C. Enregistrement et usage de mauvaise foi

Les Requérants doivent apporter la preuve sur la balance des probabilités que le Nom de Domaine Litigieux a été enregistré et est utilisé de mauvaise foi (Voir Synthèse, version 3.0, section 4.2; Telstra Corporation Limited c. Nuclear Marshmallows, Litige OMPI No. D2000-0003; Control Techniques Limited c. Lektronix Ltd, Litige OMPI No. D2006-1052).

Le paragraphe 4(b) des Principes directeurs prévoit une liste non-exhaustive de circonstances qui peuvent constituer la preuve qu’un nom de domaine a été enregistré et est utilisé de mauvaise foi. Cette liste comprend le cas où en utilisant un nom de domaine, le défendeur a essayé intentionnellement d’attirer, à des fins commerciales, des utilisateurs d’Internet sur son site web ou toute autre destination en ligne en créant un risque de confusion avec la marque du requérant quant à la source, au parrainage, à l’affiliation ou à l’approbation de son site web ou destination en ligne ou d’un produit ou service offert sur celui-ci.

En l’espèce, il est inconcevable que le Défendeur n’avait aucune connaissance des Requérants et des droits de marque du Requérant 2 lors de l’enregistrement du Nom de Domaine Litigieux. Les Requérants fournissent des copies de plusieurs e-mails provenant d’une adresse e-mail liée au Nom de Domaine Litigieux. Ces e-mails mentionnent maintes fois la marque verbale SWISS LIFE, ou même certaines marques figuratives du Requérant 2. Les marques verbales et figuratives susmentionnées se retrouvent également sur plusieurs documents mentionnant une adresse e-mail “[…]@swiss-life-am.com” liée au Nom de Domaine Litigieux, ainsi que le nom d’une entreprise “Swiss Life Asset Management GmbH” similaire à la filiale Swiss Life Asset Management AG du groupe des Requérants. Cette filiale du groupe des Requérants semble utiliser le nom de domaine <swisslife-am.com>, qui est quasi identique au Nom de Domaine Litigieux et qui indique que les lettres “am” peuvent être considérés comme une abréviation de “asset management”.

» **Entrées du jeu de données**
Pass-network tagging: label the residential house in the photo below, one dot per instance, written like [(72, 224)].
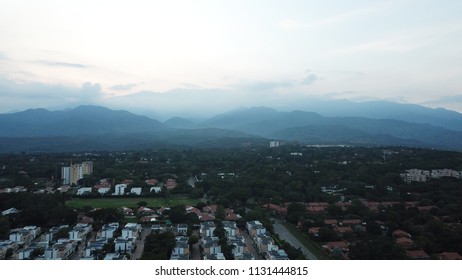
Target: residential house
[(108, 230), (449, 256), (417, 254), (210, 245), (230, 228), (343, 245), (115, 256), (405, 242), (145, 211), (280, 210), (255, 228), (176, 257), (93, 247), (80, 232), (10, 211), (207, 229), (170, 184), (25, 253), (238, 245), (314, 231), (157, 228), (276, 255), (24, 236), (181, 246), (230, 215), (155, 189), (84, 191), (136, 191), (124, 244), (6, 245), (245, 257), (400, 233), (265, 243), (60, 250), (127, 211), (350, 222), (131, 230), (215, 256), (151, 182), (181, 229), (330, 222), (120, 189), (51, 234), (104, 190)]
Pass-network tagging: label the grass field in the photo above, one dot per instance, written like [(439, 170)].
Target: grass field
[(130, 202), (307, 242)]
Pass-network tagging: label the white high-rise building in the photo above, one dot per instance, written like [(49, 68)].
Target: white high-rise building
[(66, 175), (70, 175)]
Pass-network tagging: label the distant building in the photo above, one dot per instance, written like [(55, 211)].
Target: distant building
[(274, 144), (120, 189), (71, 174)]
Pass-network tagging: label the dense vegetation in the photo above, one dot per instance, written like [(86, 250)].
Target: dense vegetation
[(247, 178)]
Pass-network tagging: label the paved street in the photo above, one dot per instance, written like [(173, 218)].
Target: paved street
[(140, 243), (284, 234), (250, 244)]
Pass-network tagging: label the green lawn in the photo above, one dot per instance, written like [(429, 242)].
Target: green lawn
[(307, 242), (130, 202)]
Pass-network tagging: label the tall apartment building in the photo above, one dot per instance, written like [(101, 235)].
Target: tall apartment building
[(71, 174)]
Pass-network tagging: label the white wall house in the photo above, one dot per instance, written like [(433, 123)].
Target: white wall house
[(119, 189)]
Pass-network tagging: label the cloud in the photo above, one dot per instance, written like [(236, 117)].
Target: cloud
[(25, 95), (60, 64), (451, 102), (266, 86), (337, 18), (123, 87), (311, 78)]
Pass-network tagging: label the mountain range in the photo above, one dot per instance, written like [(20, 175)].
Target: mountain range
[(98, 128)]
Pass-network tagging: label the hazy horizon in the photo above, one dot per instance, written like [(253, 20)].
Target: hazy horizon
[(199, 58)]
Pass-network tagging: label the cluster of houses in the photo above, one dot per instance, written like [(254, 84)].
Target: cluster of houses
[(82, 243), (104, 187), (405, 241), (212, 250), (418, 175), (345, 229), (264, 242)]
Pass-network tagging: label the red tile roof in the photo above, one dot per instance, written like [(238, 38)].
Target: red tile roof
[(400, 233), (417, 254), (450, 256)]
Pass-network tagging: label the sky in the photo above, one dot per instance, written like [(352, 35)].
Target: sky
[(203, 57)]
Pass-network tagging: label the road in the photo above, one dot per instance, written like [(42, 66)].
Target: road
[(140, 243), (250, 244), (284, 234)]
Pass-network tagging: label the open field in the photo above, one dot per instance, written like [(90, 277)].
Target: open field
[(307, 242), (130, 202)]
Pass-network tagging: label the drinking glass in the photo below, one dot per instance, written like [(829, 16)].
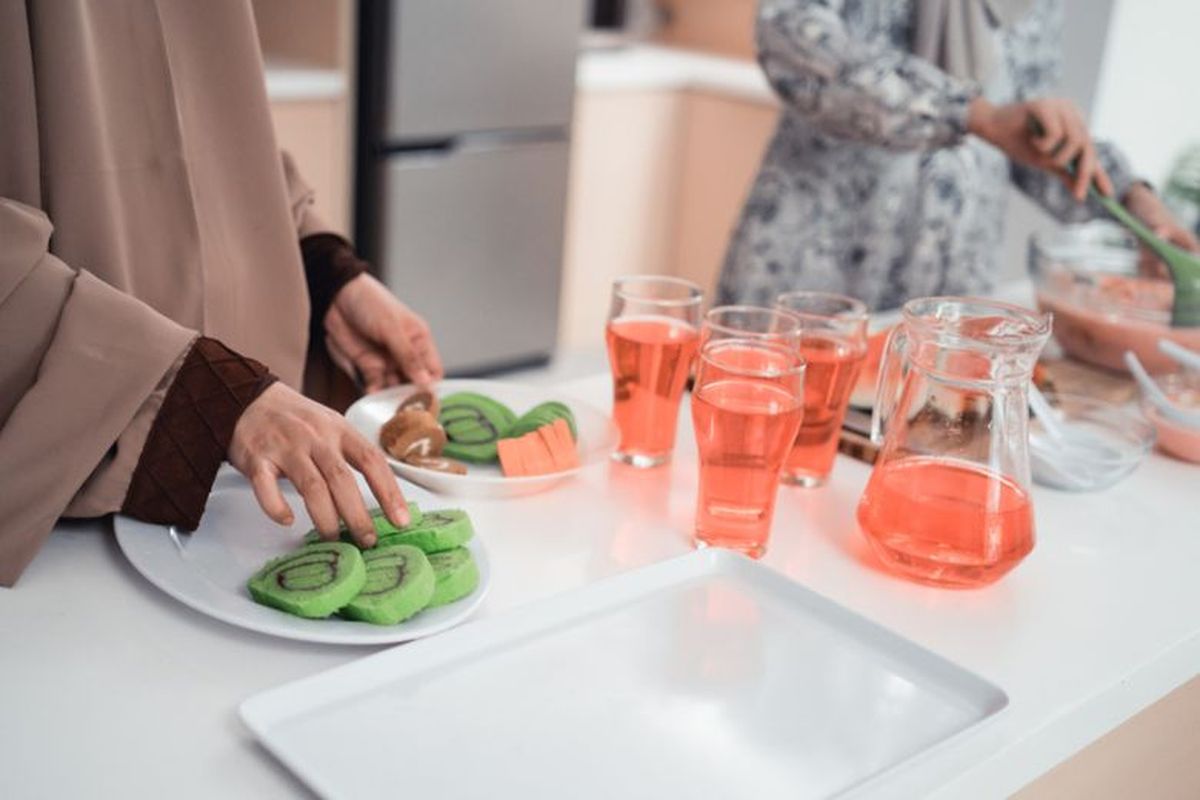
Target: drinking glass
[(653, 334), (747, 407), (833, 343), (750, 323)]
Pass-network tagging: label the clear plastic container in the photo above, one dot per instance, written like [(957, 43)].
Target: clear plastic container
[(1105, 443), (1087, 277)]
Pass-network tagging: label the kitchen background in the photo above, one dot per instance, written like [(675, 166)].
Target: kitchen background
[(546, 156)]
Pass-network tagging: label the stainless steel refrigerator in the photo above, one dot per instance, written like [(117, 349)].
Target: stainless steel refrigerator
[(463, 131)]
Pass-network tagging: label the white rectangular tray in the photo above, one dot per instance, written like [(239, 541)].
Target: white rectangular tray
[(705, 677)]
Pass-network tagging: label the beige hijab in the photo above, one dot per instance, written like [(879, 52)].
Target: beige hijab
[(959, 35), (142, 200)]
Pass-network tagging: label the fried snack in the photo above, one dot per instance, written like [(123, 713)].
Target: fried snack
[(412, 432), (438, 464)]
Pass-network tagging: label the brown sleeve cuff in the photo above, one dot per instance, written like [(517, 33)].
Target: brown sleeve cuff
[(329, 264), (190, 435)]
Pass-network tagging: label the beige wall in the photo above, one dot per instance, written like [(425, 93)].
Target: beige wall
[(724, 26), (621, 208), (723, 144), (658, 180), (1155, 755), (315, 132)]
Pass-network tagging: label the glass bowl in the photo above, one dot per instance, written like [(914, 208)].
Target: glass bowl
[(1087, 276), (1175, 438), (1107, 443)]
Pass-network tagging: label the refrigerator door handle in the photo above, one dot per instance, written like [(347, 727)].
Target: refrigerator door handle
[(477, 142)]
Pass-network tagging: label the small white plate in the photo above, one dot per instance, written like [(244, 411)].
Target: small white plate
[(597, 438), (708, 675), (208, 569)]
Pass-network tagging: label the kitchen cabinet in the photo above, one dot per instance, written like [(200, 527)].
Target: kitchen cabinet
[(315, 132)]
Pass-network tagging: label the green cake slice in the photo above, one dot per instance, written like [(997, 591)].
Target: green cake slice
[(473, 425), (456, 576), (400, 583), (313, 581), (383, 525), (439, 530), (540, 416)]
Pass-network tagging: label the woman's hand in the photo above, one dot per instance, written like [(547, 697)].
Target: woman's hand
[(285, 434), (370, 331), (1065, 139), (1144, 204)]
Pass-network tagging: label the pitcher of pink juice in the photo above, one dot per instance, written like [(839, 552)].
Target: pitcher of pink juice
[(948, 501)]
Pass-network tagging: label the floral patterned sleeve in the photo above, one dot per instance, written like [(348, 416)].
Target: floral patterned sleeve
[(1035, 55), (862, 90)]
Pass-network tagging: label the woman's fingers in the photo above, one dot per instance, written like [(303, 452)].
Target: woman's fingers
[(1051, 128), (402, 348), (345, 492), (369, 459), (312, 487), (1084, 172), (427, 352), (265, 480)]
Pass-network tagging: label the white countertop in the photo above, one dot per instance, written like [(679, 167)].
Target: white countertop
[(649, 67), (293, 82), (109, 686)]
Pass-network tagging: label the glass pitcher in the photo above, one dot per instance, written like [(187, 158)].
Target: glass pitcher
[(948, 500)]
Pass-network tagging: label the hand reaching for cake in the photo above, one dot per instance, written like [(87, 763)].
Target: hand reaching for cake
[(371, 332), (285, 434)]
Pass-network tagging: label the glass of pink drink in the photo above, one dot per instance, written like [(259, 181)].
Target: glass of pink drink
[(747, 407), (771, 325), (833, 343), (653, 334)]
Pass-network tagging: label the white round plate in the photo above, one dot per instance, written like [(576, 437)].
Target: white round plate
[(597, 438), (208, 569)]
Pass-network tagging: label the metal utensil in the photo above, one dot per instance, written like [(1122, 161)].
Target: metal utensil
[(1156, 395)]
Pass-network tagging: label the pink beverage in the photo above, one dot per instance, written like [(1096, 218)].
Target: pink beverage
[(651, 360), (744, 427), (951, 523), (833, 365)]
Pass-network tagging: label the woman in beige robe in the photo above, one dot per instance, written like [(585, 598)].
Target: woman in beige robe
[(151, 284)]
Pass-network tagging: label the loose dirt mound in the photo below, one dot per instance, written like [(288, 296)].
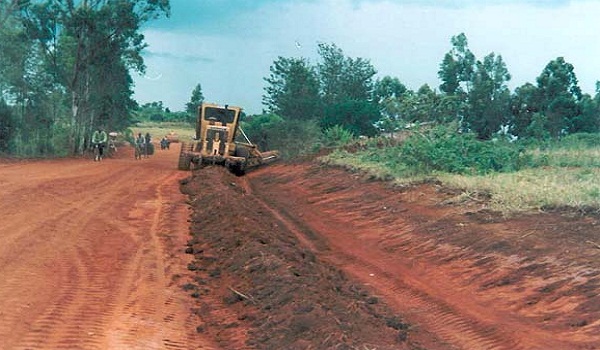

» **Consignes de l'exercice**
1 > Dans le texte sur le nom de domaine litigieux, relevez tous les points sur lesquels peut porter le risque de confusion avec la marque du requérant, d'après le cas cité au paragraphe 4(b).
2 > Poursuivez le texte sur le nom de domaine litigieux à partir de sa dernière phrase.
Ces enregistrements n'ont aucun rapport avec le texte.

» **Réponses par point**
1 >
- la source
- le parrainage
- l'affiliation
- l'approbation

2 >
Il est dès lors évident que le Défendeur avait connaissance des marques du Requérant 2, qui en outre sont notoires. En outre, certaines pièces des Requérants suggèrent que le Défendeur a fourni de fausses informations lors de l’enregistrement du Nom de Domaine afin de cacher sa véritable identité. Selon la Commission, cela démontre, ou à tout le moins suggère, l’enregistrement de mauvaise foi du Nom de Domaine Litigieux (Voir Synthèse, version 3.0, section 3.2.1; Red Bull GmbH v. Credit du Léman SA, Jean-Denis Deletraz, Litige OMPI No. D2011-2209; Nintendo of America Inc. v. Marco Beijen, Beijen Consulting, Pokemon Fan Clubs Org., and Pokemon Fans Unite, Litige OMPI No. D2001-1070; and BellSouth Intellectual Property Corporation v. Serena, Axel, Litige OMPI No. D2006-0007).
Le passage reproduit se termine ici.